↓↓↓

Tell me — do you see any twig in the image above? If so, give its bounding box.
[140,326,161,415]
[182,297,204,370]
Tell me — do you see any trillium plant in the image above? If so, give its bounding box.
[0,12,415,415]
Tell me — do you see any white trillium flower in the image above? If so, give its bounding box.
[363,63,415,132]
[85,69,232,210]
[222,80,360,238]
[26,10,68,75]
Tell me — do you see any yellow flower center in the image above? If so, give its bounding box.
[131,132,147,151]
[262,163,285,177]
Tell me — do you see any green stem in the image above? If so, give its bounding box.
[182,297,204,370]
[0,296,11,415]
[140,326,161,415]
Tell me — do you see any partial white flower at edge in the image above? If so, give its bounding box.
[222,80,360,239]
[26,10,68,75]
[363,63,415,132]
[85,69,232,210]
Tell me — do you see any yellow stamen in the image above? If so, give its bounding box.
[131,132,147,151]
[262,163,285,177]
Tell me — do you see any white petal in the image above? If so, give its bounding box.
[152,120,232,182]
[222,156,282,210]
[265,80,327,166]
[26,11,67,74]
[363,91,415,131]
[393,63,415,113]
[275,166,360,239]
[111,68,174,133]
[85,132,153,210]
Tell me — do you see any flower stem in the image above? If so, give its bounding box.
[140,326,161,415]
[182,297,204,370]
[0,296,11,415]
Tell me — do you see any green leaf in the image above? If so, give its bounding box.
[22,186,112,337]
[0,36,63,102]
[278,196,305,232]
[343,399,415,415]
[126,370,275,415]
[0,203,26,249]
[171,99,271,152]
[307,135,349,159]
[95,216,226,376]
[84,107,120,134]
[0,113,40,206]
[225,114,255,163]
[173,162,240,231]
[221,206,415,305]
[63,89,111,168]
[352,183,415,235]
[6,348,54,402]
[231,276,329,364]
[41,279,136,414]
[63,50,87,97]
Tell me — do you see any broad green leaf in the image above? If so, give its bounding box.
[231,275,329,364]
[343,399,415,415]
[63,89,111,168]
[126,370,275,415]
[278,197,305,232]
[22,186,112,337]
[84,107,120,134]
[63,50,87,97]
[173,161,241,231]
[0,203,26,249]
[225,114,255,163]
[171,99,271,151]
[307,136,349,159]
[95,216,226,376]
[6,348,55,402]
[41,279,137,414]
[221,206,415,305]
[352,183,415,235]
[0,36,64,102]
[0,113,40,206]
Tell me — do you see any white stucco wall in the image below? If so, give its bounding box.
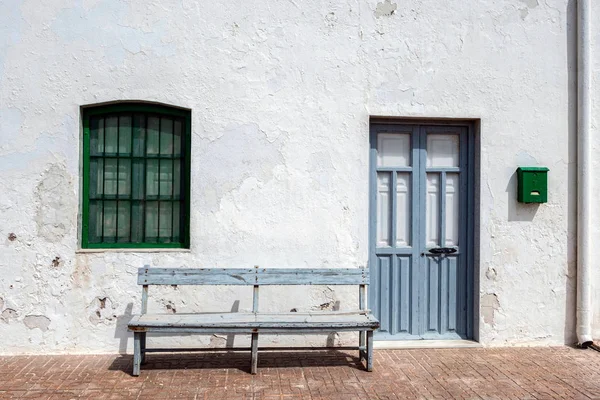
[591,2,600,339]
[0,0,600,354]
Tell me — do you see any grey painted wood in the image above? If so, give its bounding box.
[138,267,256,285]
[367,331,373,372]
[252,285,260,312]
[146,346,366,352]
[128,311,379,331]
[257,268,369,285]
[140,332,146,364]
[138,268,369,285]
[142,285,148,314]
[368,123,474,340]
[133,332,142,376]
[128,266,379,376]
[250,333,258,375]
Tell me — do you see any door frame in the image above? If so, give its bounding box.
[368,116,480,340]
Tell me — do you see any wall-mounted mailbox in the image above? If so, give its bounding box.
[517,167,549,203]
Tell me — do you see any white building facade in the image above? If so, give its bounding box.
[0,0,600,354]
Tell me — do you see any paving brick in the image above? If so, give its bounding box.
[0,347,600,400]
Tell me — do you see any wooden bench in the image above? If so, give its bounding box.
[128,266,379,376]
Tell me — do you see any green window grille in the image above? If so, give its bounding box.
[82,103,190,248]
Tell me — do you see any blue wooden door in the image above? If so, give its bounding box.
[369,124,473,340]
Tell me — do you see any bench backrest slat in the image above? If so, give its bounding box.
[138,267,369,286]
[138,267,256,285]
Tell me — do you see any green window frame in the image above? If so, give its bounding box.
[81,103,191,249]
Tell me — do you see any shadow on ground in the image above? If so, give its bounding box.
[108,350,365,374]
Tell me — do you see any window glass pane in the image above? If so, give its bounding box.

↑↑↑

- _Problem statement_
Echo this listing back line for line, without the pictures.

- _The reply_
Tell me — do you see any twig in the image above? If so, give its bounding box.
[140,326,161,415]
[182,297,204,370]
Tell me — do you see any trillium plant in the image above? If so, give its bounding box.
[0,12,415,415]
Tell me — do you see any white trillium flower in the image above? If so, give its bounding box.
[363,63,415,132]
[85,69,232,210]
[222,80,360,238]
[26,10,68,75]
Tell me — do you see any yellow flower center in the image above? If so, give its bounding box.
[131,132,147,151]
[262,163,285,177]
Tell me — do you see any green stem in the image above? If so, give its bounding box.
[182,297,204,370]
[0,296,11,415]
[140,326,161,415]
Tell me — do you see any partial white flower at edge in the image above? If so, give its bounding box.
[222,80,360,239]
[26,10,68,75]
[363,63,415,132]
[85,69,232,210]
Tell me — do you see any yellow stamen in the image above? If so, give its bounding box.
[131,132,147,151]
[262,163,285,177]
Tell me — do you see any white petal in the image above? If so, give its bounding box.
[152,120,232,182]
[222,156,282,210]
[265,80,327,166]
[26,11,67,74]
[363,91,415,131]
[393,63,415,113]
[275,166,360,239]
[111,68,174,133]
[85,132,153,210]
Tell me — do you see any flower stem in the image above? If so, give its bounding box.
[140,326,161,415]
[182,297,204,370]
[0,296,11,415]
Tell me — do you see any green leaf in the image above? If so, give its bounding box.
[22,186,112,337]
[0,36,63,102]
[278,196,305,232]
[343,399,415,415]
[126,370,275,415]
[0,203,26,249]
[171,99,271,152]
[307,135,349,159]
[95,216,226,376]
[84,107,120,134]
[0,113,40,206]
[225,114,255,163]
[173,162,240,231]
[221,206,415,305]
[63,89,111,168]
[352,183,415,235]
[6,348,54,402]
[231,276,329,364]
[41,279,136,414]
[63,50,87,97]
Tell me — do you see any broad green leaf in the image above? If so, give its bounding box.
[231,275,329,364]
[343,399,415,415]
[63,89,111,168]
[126,370,275,415]
[278,197,305,232]
[22,186,112,337]
[84,107,120,134]
[63,50,87,97]
[173,161,241,231]
[0,203,26,249]
[225,114,255,163]
[171,99,271,151]
[307,136,349,159]
[95,216,226,376]
[6,348,55,402]
[41,279,137,414]
[221,206,415,305]
[352,183,415,235]
[0,36,64,102]
[0,113,40,206]
Tell me — do you see any white stucco wall in the image below? If so, give its bounding box.
[591,2,600,339]
[0,0,600,354]
Tell me — do you see any grey painted wood in the image above? If so, give its bounding box.
[138,267,256,285]
[367,331,373,372]
[252,285,260,312]
[146,346,366,352]
[128,311,379,331]
[257,268,369,285]
[140,332,146,364]
[138,268,369,285]
[142,285,148,314]
[368,123,474,340]
[133,332,142,376]
[128,266,379,376]
[250,333,258,375]
Tell me — do you see any door frame in the image above? If so, give its bounding box.
[368,116,480,340]
Tell me — do you see any wall-mounted mailbox in the image above? If so, give its bounding box.
[517,167,549,203]
Tell me — do you see any white building facade in the image above? If so, give its bounding box.
[0,0,600,354]
Tell me — do you see any paving brick in the image above? If so, give its bounding box.
[0,347,600,400]
Tell me — do you see any wooden bench in the image above? If so, give its bounding box.
[128,266,379,376]
Tell me — do you see any green window grille in the image above? If so, give its bounding box.
[82,103,190,248]
Tell me — do you see any blue wooden door in the image above? If so, give its bounding box.
[369,124,473,340]
Tell me — do you see any bench backrest slat in the image above? If so, give its bounding box.
[138,267,369,286]
[138,267,256,285]
Tell me — do you see any green window frame in the image above? If so, give its bounding box.
[81,103,191,249]
Tell me — do you see any shadow on ground in the image above? If so, give its bounding box.
[108,350,365,374]
Tell me — do you see any window glass pane in the image above? If so, give its bounding box.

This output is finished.